Permintaan Tertulis A –
Tuliskan ulang bagian teks tentang subak di Bali mulai "Dengan sistem irigasi" sampai dengan "Penelitian Arkeologi Nasional.", dan ganti "pariwisata" dengan "perkebunan".

Cuplikan Teks –
=======
Nationalgeographic.co.id—Peradaban agraris begitu melekat dalam kehidupan tradisional di Indonesia. Kebutuhan pangan dipertahankan dengan sistem agraria tradisional yang canggih dan diwariskan oleh leluhur.

Di Bali, masyarakat mengenal subak. Sistem pengairan teratur ini membuat kawasan pertanian terus berkelanjutan untuk memenuhi kebutuhan pangan.

"Subak di Bali itu memiliki nilai-nilai khusus dibanding sistem irigasi yang ada di berbagai suku bangsa di Indonesia," kata Harry Truman Simanjuntak, peneliti arkeologi Center for Preshistoric and Austronesian Studies (CPAS) dalam bincang daring pada 29 Februari 2024.

Dengan sistem irigasi subak, masyarakat Bali menerapkan ajaran Hindu Bali. Pemahaman ini sudah berlangsung sejak masa pra-Hindu sebagai wujud masyarakat yang menerapkan "budaya ekologis".

Akan tetapi, seiring perkembangan zaman, pemahaman ini mulai tergerus dengan perkembangan industri pariwisata di Bali. "Kalau dirunut, sebenarnya, [subak] masih dilakukan oleh masyarakat [Bali]--menjadi gaya hidup," kata I Made Geria, peneliti arkeologi CPAS dan Mantan Kepala Pusat Penelitian Arkeologi Nasional.

"Di samping untuk pertanian, subak itu upaya merawat Bumi, keberlanjutan" lanjutnya. Pengelolaannya berdasarkan pemahaman Tri Mandala masyarakat Bali yang dipimpin ketua adat. Setiap kawasan Tri Mandala, terdapat perlakuan khusus supaya aliran sungai dapat memenuhi kebutuhan manusia, alam, dan pertanian.
=======
Catatan garis batas wilayah gambar:
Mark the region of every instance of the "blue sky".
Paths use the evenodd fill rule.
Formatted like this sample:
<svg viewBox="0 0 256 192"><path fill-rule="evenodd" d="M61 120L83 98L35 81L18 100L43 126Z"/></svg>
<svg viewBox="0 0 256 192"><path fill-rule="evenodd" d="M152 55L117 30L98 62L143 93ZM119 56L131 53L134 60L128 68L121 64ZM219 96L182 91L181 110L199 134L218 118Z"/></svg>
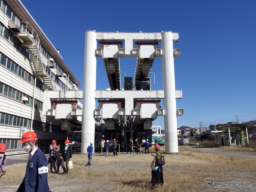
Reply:
<svg viewBox="0 0 256 192"><path fill-rule="evenodd" d="M178 127L198 127L256 119L256 1L57 1L22 0L82 89L85 32L178 32L174 43L176 90L183 98L177 108ZM121 71L134 76L136 60L122 58ZM162 90L161 59L152 72ZM124 74L121 74L123 86ZM108 87L101 58L97 59L96 89ZM150 77L153 79L151 74ZM161 104L163 106L163 104ZM164 128L163 118L156 119ZM153 122L154 125L155 122Z"/></svg>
=======
Permintaan Tertulis B –
Salin tanpa perubahan bagian baris data mulai dari awalnya sampai dengan baris yang memuat "120L83 98L35 81L18".

Jawaban Benar A –
Dengan sistem irigasi subak, masyarakat Bali menerapkan ajaran Hindu Bali. Pemahaman ini sudah berlangsung sejak masa pra-Hindu sebagai wujud masyarakat yang menerapkan "budaya ekologis".

Akan tetapi, seiring perkembangan zaman, pemahaman ini mulai tergerus dengan perkembangan industri perkebunan di Bali. "Kalau dirunut, sebenarnya, [subak] masih dilakukan oleh masyarakat [Bali]--menjadi gaya hidup," kata I Made Geria, peneliti arkeologi CPAS dan Mantan Kepala Pusat Penelitian Arkeologi Nasional.

Jawaban Benar B –
Mark the region of every instance of the "blue sky".
Paths use the evenodd fill rule.
Formatted like this sample:
<svg viewBox="0 0 256 192"><path fill-rule="evenodd" d="M61 120L83 98L35 81L18 100L43 126Z"/></svg>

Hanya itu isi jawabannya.